## Given request
List each line of the entries below that contains the word "every". Matching is case-sensitive.

[Dataset entries]
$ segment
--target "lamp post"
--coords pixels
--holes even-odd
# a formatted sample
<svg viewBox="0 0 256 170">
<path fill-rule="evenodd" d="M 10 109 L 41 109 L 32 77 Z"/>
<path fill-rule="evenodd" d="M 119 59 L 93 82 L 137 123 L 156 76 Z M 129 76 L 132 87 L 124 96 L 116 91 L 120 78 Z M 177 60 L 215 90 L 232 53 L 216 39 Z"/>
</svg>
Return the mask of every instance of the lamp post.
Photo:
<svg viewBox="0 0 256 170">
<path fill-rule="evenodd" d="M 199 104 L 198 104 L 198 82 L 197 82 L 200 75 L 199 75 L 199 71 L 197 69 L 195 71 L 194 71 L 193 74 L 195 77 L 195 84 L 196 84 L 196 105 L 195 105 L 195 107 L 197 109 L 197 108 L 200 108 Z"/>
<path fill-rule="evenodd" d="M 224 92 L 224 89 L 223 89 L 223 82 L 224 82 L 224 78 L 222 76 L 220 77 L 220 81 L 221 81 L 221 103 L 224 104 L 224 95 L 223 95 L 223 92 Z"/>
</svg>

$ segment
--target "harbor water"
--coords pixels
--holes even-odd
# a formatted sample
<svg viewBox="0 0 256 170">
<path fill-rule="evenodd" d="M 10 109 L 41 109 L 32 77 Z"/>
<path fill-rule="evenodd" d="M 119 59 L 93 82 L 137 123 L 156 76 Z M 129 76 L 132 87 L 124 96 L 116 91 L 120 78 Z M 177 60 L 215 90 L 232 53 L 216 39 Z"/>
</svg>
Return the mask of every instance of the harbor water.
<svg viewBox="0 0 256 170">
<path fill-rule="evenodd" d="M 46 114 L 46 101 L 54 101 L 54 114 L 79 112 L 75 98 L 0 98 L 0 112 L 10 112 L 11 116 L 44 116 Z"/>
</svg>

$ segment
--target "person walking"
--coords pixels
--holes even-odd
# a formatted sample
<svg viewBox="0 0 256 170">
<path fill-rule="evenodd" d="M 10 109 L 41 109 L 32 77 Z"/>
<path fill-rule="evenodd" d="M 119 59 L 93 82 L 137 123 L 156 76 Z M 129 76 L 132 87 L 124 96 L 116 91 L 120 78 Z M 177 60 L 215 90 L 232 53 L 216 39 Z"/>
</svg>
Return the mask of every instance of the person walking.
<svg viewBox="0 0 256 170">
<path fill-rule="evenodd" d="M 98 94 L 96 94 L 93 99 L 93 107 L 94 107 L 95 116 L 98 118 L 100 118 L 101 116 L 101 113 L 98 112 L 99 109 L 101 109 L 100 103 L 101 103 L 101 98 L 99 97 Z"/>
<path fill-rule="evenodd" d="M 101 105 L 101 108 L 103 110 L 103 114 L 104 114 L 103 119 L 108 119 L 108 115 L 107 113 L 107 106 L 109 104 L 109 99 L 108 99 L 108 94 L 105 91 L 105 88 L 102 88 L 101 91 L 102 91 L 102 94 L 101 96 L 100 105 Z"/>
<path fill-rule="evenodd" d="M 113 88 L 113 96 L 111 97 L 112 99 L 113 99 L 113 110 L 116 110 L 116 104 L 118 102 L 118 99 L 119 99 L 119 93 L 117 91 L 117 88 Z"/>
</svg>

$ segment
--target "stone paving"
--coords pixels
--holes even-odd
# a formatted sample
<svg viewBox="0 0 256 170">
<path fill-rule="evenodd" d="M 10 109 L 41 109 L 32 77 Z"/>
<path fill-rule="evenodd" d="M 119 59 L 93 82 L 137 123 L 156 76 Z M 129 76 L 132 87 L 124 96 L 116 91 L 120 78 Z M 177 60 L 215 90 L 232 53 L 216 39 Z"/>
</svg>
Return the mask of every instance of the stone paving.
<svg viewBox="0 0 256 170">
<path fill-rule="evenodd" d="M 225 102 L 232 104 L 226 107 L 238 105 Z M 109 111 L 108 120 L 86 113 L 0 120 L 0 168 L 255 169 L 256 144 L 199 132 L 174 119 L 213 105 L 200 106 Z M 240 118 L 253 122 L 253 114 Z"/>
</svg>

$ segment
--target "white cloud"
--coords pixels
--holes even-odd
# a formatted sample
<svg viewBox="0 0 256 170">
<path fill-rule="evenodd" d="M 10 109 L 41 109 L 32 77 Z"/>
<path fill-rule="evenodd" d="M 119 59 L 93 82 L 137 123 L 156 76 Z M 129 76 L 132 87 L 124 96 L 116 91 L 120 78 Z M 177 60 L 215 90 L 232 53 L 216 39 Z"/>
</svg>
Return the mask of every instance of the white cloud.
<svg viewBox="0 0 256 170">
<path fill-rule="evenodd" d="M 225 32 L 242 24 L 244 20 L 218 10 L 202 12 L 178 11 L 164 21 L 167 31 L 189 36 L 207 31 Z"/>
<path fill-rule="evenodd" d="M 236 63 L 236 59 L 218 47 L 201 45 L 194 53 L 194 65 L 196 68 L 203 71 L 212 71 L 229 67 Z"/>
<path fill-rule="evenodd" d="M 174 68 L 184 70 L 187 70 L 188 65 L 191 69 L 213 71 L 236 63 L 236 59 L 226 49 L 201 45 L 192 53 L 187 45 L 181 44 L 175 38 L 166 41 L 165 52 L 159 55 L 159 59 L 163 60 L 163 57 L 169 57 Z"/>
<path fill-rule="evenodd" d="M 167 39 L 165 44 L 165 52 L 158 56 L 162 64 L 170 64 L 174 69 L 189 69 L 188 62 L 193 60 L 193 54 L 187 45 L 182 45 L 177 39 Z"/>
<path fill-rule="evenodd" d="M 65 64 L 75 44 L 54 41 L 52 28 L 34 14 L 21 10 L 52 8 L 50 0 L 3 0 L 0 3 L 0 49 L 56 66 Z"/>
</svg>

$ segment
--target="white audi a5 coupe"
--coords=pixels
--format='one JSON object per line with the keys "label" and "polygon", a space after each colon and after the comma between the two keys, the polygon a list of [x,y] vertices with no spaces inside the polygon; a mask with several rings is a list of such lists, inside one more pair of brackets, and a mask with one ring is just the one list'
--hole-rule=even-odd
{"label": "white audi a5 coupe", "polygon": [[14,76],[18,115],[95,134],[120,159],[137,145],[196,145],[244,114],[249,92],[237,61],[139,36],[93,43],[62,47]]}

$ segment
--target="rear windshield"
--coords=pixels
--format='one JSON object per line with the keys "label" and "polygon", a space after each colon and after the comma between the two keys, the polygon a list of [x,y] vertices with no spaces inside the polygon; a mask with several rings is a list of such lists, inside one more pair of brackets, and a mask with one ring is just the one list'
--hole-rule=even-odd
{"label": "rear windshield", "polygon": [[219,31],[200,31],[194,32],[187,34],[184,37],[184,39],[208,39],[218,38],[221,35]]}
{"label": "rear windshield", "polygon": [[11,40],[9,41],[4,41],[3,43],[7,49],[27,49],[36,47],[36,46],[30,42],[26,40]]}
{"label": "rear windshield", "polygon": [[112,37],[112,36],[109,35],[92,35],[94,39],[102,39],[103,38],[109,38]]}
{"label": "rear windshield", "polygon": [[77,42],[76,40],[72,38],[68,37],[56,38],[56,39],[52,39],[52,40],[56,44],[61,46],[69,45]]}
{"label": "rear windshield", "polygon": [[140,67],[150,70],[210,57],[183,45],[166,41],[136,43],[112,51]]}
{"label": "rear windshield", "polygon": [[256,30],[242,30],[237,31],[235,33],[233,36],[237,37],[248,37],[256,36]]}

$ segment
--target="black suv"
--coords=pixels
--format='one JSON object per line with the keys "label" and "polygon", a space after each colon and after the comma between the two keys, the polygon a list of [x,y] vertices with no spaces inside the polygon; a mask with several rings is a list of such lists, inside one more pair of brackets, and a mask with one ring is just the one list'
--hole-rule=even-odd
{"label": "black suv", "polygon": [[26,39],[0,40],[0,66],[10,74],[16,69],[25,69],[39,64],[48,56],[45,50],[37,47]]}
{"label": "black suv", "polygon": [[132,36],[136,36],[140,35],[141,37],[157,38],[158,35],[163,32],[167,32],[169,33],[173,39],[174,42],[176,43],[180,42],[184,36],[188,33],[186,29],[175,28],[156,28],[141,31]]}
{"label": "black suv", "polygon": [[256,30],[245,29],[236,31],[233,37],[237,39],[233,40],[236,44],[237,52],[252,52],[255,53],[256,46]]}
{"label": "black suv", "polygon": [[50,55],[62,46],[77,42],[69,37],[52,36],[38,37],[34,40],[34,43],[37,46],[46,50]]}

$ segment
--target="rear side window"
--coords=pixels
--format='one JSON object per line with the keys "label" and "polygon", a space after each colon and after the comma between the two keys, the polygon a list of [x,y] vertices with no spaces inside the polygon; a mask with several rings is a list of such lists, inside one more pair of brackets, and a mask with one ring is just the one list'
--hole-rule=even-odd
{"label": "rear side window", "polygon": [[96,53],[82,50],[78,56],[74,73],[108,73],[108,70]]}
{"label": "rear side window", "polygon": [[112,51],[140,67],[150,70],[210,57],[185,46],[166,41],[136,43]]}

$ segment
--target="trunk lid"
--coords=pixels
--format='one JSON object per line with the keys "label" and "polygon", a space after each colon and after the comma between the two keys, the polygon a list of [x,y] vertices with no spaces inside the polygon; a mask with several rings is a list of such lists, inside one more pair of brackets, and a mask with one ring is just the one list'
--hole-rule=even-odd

## The output
Return the mask of every instance of the lamp post.
Return the mask of every instance of the harbor water.
Return the mask of every instance of the person walking.
Return the mask of every instance of the stone paving.
Return the mask of every instance of the white cloud.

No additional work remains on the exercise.